### Extrait choisi
-----

Le fait qu’elle ait obtenu un visa suisse est un pur hasard. Sa fille ayant participé à un programme d’échange, Ekaterina Sinitsa lui a rendu visite. Après le début de la guerre, c’est son ticket pour la liberté.
Elle a mené une protestation en silence
«Je ne suis pas une personne courageuse, dit à Blick celle qui a tout de même eu le courage de quitter son pays bien-aimé. Je ne suis pas descendue dans la rue pour m’opposer publiquement au gouvernement. J’avais trop peur de cela.»
Dans l’hôpital où elle travaillait, des brigades de médecins avaient été formées pour le front, raconte-t-elle. Ceux qui recevaient une lettre devaient aller rejoindre les troupes. Certes, ce n’était pas pour combattre, mais les bombes peuvent aussi tomber sur un hôpital militaire. «En Russie, on ne nous demande pas notre avis, raconte-t-elle. Un ordre vient d’en haut… et tu fais partie de la brigade.»

-----

### Détail de la tâche
Résumez l'extrait ci-dessus en deux phrases.

-----

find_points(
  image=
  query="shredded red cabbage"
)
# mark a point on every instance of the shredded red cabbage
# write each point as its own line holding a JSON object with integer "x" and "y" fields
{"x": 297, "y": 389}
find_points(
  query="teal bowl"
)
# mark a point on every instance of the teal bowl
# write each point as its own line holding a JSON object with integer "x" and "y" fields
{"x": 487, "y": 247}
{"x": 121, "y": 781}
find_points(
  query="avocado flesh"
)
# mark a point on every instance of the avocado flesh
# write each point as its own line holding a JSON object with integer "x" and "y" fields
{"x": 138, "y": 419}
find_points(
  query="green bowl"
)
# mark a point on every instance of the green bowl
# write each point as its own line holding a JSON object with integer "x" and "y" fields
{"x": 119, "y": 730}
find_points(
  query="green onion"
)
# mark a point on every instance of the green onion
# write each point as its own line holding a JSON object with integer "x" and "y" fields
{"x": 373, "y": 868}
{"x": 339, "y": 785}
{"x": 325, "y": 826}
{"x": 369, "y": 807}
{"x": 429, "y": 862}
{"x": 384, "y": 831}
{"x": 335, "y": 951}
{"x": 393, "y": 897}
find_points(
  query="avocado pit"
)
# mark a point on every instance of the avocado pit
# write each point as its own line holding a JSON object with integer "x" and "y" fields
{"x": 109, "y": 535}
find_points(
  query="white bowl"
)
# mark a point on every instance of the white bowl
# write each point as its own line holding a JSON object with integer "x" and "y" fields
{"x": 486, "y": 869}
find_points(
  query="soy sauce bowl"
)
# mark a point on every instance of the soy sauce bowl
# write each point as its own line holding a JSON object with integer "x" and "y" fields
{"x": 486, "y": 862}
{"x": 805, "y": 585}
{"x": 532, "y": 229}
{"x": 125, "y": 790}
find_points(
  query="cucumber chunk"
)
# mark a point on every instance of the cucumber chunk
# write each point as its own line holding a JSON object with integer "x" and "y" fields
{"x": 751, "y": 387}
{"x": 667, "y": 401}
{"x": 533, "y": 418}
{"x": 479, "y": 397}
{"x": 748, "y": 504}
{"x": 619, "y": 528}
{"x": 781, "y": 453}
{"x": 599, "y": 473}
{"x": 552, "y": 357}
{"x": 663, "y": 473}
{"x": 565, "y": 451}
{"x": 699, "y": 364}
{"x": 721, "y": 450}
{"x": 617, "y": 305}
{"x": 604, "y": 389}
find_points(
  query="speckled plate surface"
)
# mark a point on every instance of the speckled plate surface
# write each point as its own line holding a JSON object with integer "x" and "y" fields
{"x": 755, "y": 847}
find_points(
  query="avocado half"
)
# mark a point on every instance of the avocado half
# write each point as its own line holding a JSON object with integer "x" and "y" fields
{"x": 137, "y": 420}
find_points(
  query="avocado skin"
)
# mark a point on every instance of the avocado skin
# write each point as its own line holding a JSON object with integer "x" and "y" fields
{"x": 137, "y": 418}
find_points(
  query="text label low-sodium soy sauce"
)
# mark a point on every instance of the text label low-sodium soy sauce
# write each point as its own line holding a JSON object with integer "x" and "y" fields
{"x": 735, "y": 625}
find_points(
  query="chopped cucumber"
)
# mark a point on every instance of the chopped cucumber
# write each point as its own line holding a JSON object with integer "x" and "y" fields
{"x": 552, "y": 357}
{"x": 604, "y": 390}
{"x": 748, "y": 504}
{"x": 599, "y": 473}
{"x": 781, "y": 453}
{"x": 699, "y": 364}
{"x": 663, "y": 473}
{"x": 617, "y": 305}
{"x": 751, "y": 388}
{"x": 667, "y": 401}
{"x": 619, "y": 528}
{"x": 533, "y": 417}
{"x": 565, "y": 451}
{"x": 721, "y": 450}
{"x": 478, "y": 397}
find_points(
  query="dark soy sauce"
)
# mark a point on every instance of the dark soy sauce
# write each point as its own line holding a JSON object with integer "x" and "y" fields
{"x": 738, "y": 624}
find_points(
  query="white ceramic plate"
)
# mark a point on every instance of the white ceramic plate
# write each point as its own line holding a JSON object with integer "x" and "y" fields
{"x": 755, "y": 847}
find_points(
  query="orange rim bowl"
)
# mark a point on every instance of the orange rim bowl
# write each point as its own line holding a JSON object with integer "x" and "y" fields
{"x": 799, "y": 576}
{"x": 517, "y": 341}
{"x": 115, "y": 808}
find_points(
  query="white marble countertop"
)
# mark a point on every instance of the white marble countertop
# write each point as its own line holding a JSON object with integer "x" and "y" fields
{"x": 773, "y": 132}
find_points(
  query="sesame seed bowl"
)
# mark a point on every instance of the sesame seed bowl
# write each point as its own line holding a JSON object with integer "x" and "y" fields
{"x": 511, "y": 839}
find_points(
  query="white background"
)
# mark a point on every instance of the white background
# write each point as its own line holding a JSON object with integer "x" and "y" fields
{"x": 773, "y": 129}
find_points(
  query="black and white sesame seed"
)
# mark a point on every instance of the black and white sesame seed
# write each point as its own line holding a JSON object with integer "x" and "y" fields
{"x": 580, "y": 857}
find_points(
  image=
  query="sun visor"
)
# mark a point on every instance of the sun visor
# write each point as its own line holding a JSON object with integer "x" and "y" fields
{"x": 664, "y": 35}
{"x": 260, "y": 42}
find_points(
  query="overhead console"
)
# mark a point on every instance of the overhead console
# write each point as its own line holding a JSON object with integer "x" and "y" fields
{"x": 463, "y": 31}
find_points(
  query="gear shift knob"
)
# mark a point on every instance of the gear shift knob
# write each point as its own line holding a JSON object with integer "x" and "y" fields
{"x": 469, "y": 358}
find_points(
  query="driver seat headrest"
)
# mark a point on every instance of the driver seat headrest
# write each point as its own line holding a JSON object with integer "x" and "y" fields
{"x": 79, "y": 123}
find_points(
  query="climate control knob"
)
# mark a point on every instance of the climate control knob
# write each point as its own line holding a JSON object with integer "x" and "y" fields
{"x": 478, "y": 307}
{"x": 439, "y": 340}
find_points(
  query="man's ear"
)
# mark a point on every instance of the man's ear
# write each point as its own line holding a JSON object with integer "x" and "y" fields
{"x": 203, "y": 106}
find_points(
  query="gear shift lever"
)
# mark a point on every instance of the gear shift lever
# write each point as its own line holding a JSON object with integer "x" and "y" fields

-----

### Réponse de l'exercice
Ekaterina Sinitsa a obtenu un visa suisse par pur hasard, en rendant visite à sa fille partie en programme d'échange, et ce visa est devenu son ticket pour la liberté après le début de la guerre. Se disant peu courageuse et trop effrayée pour protester publiquement, elle raconte que dans l'hôpital où elle travaillait, des brigades de médecins étaient formées pour le front et que ceux qui recevaient une lettre devaient rejoindre les troupes sans qu'on leur demande leur avis.